▼

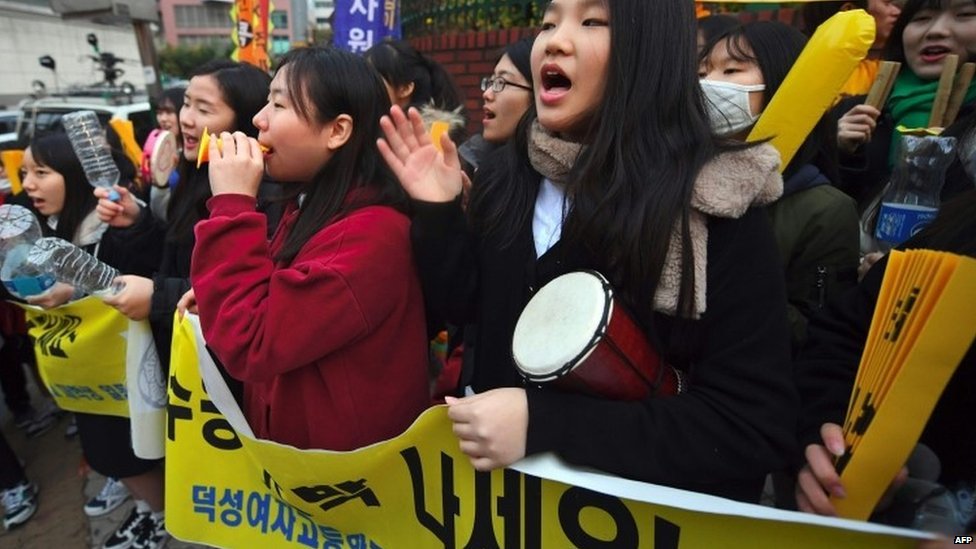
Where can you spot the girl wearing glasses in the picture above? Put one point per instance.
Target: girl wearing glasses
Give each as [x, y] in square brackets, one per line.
[507, 95]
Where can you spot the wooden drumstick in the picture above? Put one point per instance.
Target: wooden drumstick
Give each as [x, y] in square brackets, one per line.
[963, 79]
[881, 87]
[945, 88]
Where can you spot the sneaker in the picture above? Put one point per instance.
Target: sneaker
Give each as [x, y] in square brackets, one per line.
[125, 536]
[152, 535]
[113, 494]
[19, 503]
[24, 417]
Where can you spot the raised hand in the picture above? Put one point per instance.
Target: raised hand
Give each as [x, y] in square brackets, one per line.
[236, 166]
[424, 172]
[856, 127]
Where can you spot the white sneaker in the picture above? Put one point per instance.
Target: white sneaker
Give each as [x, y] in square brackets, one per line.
[125, 536]
[153, 534]
[113, 494]
[19, 504]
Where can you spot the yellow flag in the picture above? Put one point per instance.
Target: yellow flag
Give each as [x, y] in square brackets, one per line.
[227, 489]
[80, 349]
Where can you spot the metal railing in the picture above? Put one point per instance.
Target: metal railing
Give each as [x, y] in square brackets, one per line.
[432, 17]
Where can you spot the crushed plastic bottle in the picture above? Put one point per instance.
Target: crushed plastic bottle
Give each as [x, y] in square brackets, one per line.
[72, 265]
[912, 200]
[88, 141]
[19, 231]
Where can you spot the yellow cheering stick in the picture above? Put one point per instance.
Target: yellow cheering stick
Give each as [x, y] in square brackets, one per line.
[437, 129]
[127, 135]
[203, 152]
[12, 160]
[825, 64]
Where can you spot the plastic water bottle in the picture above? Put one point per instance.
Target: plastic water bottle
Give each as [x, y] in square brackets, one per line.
[72, 265]
[19, 230]
[912, 200]
[88, 141]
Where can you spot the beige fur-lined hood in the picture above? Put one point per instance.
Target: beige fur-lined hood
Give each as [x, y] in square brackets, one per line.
[726, 187]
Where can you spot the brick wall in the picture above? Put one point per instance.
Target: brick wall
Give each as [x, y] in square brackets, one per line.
[468, 57]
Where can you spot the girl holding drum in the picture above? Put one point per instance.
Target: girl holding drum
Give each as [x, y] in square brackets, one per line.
[618, 172]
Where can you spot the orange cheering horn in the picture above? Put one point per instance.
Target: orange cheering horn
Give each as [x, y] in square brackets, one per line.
[203, 151]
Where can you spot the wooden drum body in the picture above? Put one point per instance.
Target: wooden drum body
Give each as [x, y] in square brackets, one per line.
[574, 334]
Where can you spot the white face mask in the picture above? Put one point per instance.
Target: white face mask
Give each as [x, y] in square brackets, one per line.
[728, 106]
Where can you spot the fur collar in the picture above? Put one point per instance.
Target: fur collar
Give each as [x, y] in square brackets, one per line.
[726, 187]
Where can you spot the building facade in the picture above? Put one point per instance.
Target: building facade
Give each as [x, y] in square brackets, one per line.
[30, 29]
[197, 22]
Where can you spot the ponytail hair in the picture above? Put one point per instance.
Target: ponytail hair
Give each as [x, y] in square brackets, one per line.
[401, 64]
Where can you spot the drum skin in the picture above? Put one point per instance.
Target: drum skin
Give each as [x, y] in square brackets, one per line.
[617, 363]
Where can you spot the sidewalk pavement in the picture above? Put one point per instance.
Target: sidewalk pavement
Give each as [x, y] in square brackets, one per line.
[54, 463]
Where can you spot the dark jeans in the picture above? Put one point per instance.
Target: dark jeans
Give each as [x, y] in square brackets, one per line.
[13, 379]
[11, 473]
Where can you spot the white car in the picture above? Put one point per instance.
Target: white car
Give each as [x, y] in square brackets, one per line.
[44, 114]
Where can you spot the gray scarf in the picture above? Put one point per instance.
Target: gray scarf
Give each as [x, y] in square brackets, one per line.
[551, 156]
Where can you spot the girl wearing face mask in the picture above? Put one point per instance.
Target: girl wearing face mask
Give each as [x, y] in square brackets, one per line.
[168, 106]
[925, 33]
[62, 199]
[816, 225]
[620, 172]
[324, 324]
[222, 96]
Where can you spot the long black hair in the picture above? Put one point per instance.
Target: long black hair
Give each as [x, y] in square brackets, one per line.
[632, 184]
[245, 90]
[54, 151]
[774, 47]
[322, 84]
[400, 64]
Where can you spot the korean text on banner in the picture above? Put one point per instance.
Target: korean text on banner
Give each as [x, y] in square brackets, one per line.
[80, 349]
[226, 489]
[359, 24]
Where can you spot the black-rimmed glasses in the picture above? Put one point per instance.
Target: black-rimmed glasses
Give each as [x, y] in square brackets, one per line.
[497, 84]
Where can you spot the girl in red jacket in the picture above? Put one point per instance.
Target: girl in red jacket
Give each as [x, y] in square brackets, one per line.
[324, 324]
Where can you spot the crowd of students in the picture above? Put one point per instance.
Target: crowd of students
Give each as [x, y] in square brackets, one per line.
[326, 200]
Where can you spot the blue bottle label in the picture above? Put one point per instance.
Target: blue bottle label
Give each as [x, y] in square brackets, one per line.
[899, 222]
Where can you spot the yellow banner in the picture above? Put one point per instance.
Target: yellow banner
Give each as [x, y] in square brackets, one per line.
[226, 489]
[80, 349]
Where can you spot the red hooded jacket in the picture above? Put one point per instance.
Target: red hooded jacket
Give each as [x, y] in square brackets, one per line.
[332, 347]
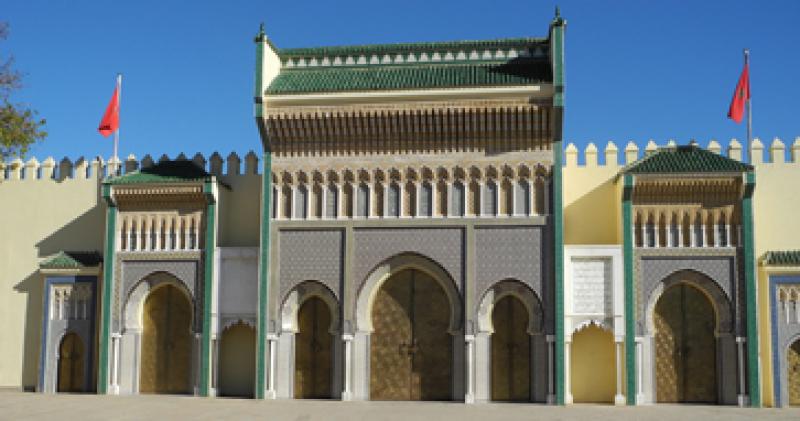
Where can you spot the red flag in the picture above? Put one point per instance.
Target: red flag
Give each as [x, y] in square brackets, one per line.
[110, 122]
[740, 96]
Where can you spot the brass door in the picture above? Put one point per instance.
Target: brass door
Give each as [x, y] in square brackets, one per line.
[511, 347]
[793, 375]
[312, 369]
[70, 364]
[410, 356]
[166, 342]
[685, 346]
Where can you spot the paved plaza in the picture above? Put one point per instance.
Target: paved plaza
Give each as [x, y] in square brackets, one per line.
[34, 406]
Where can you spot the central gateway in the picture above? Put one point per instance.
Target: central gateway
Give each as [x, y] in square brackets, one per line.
[410, 355]
[685, 346]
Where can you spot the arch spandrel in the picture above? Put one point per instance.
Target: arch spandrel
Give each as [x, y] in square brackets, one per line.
[514, 288]
[134, 303]
[710, 288]
[294, 299]
[382, 272]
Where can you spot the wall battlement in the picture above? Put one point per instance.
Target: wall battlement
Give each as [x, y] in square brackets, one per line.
[761, 154]
[233, 165]
[83, 169]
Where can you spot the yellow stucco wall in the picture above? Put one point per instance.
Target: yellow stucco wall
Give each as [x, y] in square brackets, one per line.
[593, 368]
[591, 205]
[37, 218]
[776, 207]
[240, 211]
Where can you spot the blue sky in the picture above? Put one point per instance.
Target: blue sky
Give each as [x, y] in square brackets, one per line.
[636, 70]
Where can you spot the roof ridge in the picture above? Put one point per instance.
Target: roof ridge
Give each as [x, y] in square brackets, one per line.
[685, 159]
[408, 46]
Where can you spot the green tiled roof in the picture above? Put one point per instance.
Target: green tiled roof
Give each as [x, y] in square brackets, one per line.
[177, 171]
[420, 76]
[685, 159]
[782, 258]
[72, 260]
[422, 65]
[411, 47]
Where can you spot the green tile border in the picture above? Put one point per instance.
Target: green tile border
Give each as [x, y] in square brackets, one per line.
[557, 51]
[108, 288]
[263, 277]
[630, 326]
[208, 287]
[753, 362]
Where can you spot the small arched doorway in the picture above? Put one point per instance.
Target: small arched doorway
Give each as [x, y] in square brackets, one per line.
[685, 345]
[793, 374]
[237, 361]
[511, 351]
[593, 365]
[313, 351]
[410, 347]
[70, 364]
[166, 342]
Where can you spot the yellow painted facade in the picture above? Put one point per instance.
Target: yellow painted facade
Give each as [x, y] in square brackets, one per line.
[41, 216]
[592, 215]
[593, 366]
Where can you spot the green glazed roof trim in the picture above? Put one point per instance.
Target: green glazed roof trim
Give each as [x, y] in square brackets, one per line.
[685, 159]
[72, 260]
[782, 258]
[412, 47]
[177, 171]
[420, 76]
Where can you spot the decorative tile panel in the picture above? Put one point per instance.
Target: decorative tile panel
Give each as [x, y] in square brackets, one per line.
[310, 255]
[509, 253]
[445, 246]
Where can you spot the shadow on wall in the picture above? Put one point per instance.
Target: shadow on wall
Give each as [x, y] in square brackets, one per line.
[591, 219]
[84, 233]
[32, 286]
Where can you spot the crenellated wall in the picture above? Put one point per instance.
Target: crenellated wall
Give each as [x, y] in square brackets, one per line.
[592, 203]
[52, 205]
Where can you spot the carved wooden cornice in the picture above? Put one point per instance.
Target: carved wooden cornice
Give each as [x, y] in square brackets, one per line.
[482, 125]
[709, 191]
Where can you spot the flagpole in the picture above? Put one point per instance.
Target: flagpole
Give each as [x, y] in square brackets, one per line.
[119, 103]
[749, 109]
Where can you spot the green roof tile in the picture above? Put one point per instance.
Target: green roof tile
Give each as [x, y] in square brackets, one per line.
[421, 76]
[72, 260]
[782, 258]
[412, 47]
[686, 159]
[177, 171]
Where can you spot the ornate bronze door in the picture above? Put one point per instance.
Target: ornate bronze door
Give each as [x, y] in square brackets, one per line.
[312, 369]
[685, 346]
[166, 342]
[793, 375]
[70, 364]
[410, 356]
[511, 347]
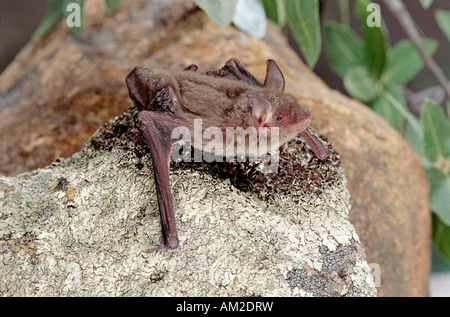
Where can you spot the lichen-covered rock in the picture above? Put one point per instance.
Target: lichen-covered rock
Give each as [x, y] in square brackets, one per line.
[59, 91]
[83, 226]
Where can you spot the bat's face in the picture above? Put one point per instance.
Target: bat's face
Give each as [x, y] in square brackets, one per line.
[279, 110]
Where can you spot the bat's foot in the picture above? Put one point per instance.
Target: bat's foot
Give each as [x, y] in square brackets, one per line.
[171, 244]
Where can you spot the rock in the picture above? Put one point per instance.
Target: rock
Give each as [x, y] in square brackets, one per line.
[59, 91]
[82, 227]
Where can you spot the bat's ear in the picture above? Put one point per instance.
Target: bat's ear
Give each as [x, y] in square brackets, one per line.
[138, 84]
[261, 108]
[274, 77]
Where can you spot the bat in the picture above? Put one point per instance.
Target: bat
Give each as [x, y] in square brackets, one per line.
[230, 97]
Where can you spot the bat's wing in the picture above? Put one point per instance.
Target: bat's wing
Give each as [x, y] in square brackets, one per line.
[318, 148]
[157, 129]
[233, 69]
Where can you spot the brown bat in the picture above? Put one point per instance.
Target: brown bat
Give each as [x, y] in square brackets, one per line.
[230, 97]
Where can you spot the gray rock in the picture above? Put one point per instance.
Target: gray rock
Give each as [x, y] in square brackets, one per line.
[82, 226]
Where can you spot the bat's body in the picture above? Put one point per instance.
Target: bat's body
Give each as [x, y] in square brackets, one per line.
[230, 97]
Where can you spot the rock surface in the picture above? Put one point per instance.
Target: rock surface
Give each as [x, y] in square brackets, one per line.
[82, 227]
[59, 91]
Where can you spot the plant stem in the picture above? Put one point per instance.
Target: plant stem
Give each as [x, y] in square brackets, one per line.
[400, 12]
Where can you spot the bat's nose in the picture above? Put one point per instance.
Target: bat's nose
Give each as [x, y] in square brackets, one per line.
[305, 113]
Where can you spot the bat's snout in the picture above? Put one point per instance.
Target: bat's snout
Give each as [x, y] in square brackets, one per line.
[304, 116]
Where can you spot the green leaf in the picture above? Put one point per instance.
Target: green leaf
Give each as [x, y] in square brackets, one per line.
[111, 4]
[415, 138]
[443, 20]
[303, 18]
[343, 46]
[411, 120]
[404, 61]
[436, 131]
[387, 110]
[441, 237]
[359, 84]
[426, 3]
[55, 12]
[440, 194]
[220, 12]
[375, 40]
[251, 17]
[275, 11]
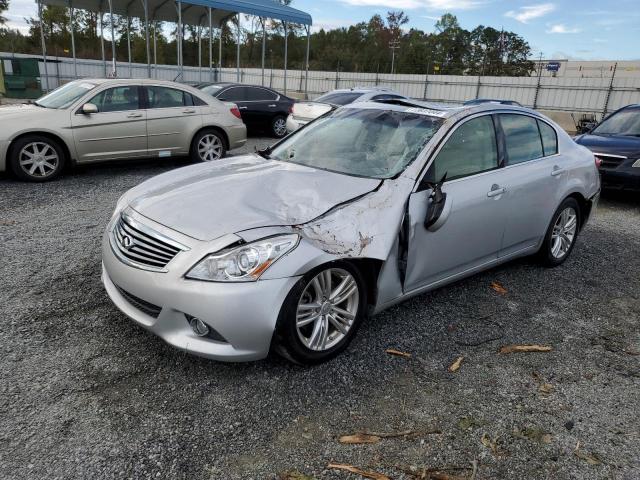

▲

* The request
Please reproduce the entries word for word, starting at the line that contains "Where can you spot the bat in" and ending at the final line of the entries, with both ends included. Leave any pictures out of your answer.

* Solution to the problem
Where can you spot the bat in the picture above? Put one point per instance.
Target: bat
Give each as [x, y] in square brackets, one per line.
[230, 97]
Where can you spot the bat's wing in the picture above? Put one point per instance.
Target: bat's wing
Give each as [x, y] in square brackets, one per line.
[318, 148]
[157, 129]
[233, 69]
Where can you spot the brown bat in the picture above? Put one point per instance.
Target: brown bat
Give each as [x, y] in square brackets, one per line.
[230, 97]
Where can you spot the gray rock in the picture above? Put one point per instance.
Target: gray rock
Give each as [x, y] in square brackets, one per line.
[82, 226]
Where can you spot the bat's body in the picture above? Put one point per instance.
Target: bat's body
Give each as [x, y] in square brackets, one per line.
[230, 97]
Where can you spot the rock surface in the picture above? Put one point per instance.
Target: rock surface
Give each as [x, y] in square brackets, one per line.
[82, 227]
[59, 91]
Where can you spot the plant stem in the picture above? Put one point per instance.
Target: plant stem
Give each as [x, y] in square brackets, one per line.
[400, 12]
Where can you spot the bat's nose in the picture above? Put one point per instance.
Target: bat's nose
Give each as [x, y] in square brackets, one per line.
[305, 113]
Where can you spot the bat's snout in the picture above? Put one point per instance.
Target: bat's snout
Give each as [x, y] in square brackets, one per line.
[304, 116]
Where can you spot the green leaf in the picture above? Put one point per instance.
Target: green leaf
Give each as [x, y] in square brackets, one per line.
[111, 4]
[415, 138]
[443, 20]
[303, 18]
[343, 46]
[411, 120]
[404, 61]
[436, 131]
[387, 110]
[441, 237]
[359, 84]
[426, 3]
[55, 12]
[440, 194]
[220, 12]
[375, 40]
[251, 17]
[275, 11]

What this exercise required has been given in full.